- Task objective -
Rewrite the entries below with "object localization system" changed to "object detection tool" and nothing else altered. Leave the pictures out of your version.

========

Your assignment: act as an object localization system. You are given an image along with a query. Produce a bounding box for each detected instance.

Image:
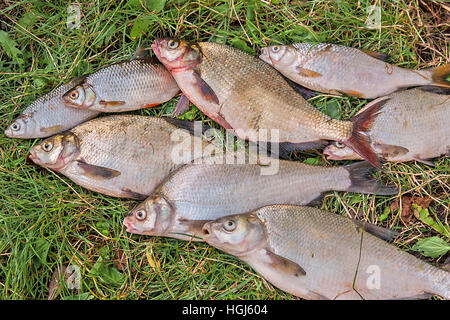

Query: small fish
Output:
[5,78,99,139]
[152,39,381,167]
[30,115,214,200]
[63,58,180,112]
[323,87,450,165]
[203,205,450,300]
[259,43,450,99]
[124,160,397,240]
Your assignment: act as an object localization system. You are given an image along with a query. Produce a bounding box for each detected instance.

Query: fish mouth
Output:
[259,48,273,64]
[123,218,137,233]
[28,149,39,163]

========

- Output of the task -
Your assignment: act as an object detection tool. You are given an image along with a query. Produce a bounding box for each detected instance.

Image:

Query: small fish
Output:
[5,78,99,139]
[152,39,381,167]
[30,115,214,200]
[63,58,180,112]
[323,87,450,165]
[203,205,450,300]
[259,43,450,99]
[124,160,397,240]
Your assignment: act as an object detection tool. You are given an image along with a query. Produce a bounding box for each detected instance.

Query: fish mouth
Output:
[259,48,273,64]
[123,218,137,233]
[28,149,39,163]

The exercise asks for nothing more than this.